-- Stated problem 1 --
Please repeat the lines of the raw records from the line with "The function MUST return, for every instance of the red" to the line with "[[608, 336]]", including both of those lines.

-- Text section --

• • • • • • •

Although a riot has not been defined in a case dealing specifically with § 4, the term has been interpreted in a case dealing with N.J.S.A. 2A:48-1, A & B Auto Stores, etc. v. Newark , 106 N.J. Super. 491 (Law Div. 1969), aff'd 59 N.J. 5 (1971). The Supreme Court has indicated that its interpretation of a riot, for the purpose of N.J.S.A. 2A:48-1, would be applicable to all seven sections within Article 1 of the act. Manzo v. Plainfield , 107 N.J. Super. 303 (Law Div. 1969), aff'd 59 N.J. 30 (1971).

The Supreme Court's interpretation of a riot, as set forth in A & B v. Newark , and reiterated in Manzo v. Plainfield , came as a result of the massive disorders experienced by those two cities in 1967. The statute which this court presently

[144 NJSuper Page 574]

has before it had been attacked as unconstitutionally vague in that it did not define a riot. In particular, the problem the Supreme Court had before it in both A & B v. Newark and Manzo v. Plainfield was that the disorders were of such magnitude as to be, it was urged, beyond the outer limits of a riot for the purposes of N.J.S.A. 2A:48-1 to 7. If an underlying objective of this act were the imposition of community responsibility for certain criminal events stemming from a riot, where the riot was directed at overthrowing the national government, the imposition of community responsibility under this act might well constitute a nugatory gesture. Therefore, the Supreme Court excluded from its limited definition of a riot for the purposes of this act, a movement intended to overthrow the government at the one extreme and an ordinary criminal event undertaken for some private gain at the other extreme.

• • • • • • •

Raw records
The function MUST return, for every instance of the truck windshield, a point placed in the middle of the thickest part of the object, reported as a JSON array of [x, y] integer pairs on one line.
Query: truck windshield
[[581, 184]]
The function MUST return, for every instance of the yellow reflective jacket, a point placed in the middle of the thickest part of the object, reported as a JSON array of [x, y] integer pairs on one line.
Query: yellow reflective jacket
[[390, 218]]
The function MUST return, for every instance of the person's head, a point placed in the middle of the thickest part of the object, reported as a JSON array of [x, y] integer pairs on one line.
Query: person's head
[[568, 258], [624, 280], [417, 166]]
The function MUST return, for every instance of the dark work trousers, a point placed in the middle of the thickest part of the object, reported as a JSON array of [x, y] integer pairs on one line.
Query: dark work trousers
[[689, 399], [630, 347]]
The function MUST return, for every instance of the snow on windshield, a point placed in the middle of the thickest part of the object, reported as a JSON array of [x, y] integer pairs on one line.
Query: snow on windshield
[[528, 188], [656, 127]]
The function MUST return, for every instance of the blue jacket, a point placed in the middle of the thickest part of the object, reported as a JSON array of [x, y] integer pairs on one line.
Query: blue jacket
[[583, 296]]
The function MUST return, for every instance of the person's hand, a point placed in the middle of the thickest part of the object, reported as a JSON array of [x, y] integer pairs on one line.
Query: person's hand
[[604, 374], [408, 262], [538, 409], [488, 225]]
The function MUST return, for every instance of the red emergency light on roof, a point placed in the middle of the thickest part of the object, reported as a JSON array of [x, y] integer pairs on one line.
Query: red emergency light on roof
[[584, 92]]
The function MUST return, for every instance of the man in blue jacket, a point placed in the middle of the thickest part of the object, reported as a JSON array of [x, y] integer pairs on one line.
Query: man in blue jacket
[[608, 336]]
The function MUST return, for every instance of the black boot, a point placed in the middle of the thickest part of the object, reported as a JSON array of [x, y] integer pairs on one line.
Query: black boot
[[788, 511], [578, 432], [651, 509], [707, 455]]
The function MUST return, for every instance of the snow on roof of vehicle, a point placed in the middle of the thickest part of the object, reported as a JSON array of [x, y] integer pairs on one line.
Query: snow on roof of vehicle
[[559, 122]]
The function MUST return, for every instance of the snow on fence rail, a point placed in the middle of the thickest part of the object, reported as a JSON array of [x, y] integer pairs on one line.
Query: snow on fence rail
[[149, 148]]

• • • • • • •

-- Stated problem 2 --
Answer these questions from the text on the definition of a riot:
(a) In what year did the two cities experience the massive disorders?
(b) On what ground had the statute been attacked?
(c) What two extremes did the Supreme Court exclude from its definition of a riot?

-- Full output 1 --
The function MUST return, for every instance of the red emergency light on roof, a point placed in the middle of the thickest part of the object, reported as a JSON array of [x, y] integer pairs on one line.
Query: red emergency light on roof
[[584, 92]]
The function MUST return, for every instance of the man in blue jacket, a point placed in the middle of the thickest part of the object, reported as a JSON array of [x, y] integer pairs on one line.
Query: man in blue jacket
[[608, 336]]

-- Full output 2 --
(a) 1967.
(b) It was attacked as unconstitutionally vague because it did not define a riot.
(c) A movement intended to overthrow the government, and an ordinary criminal event undertaken for some private gain.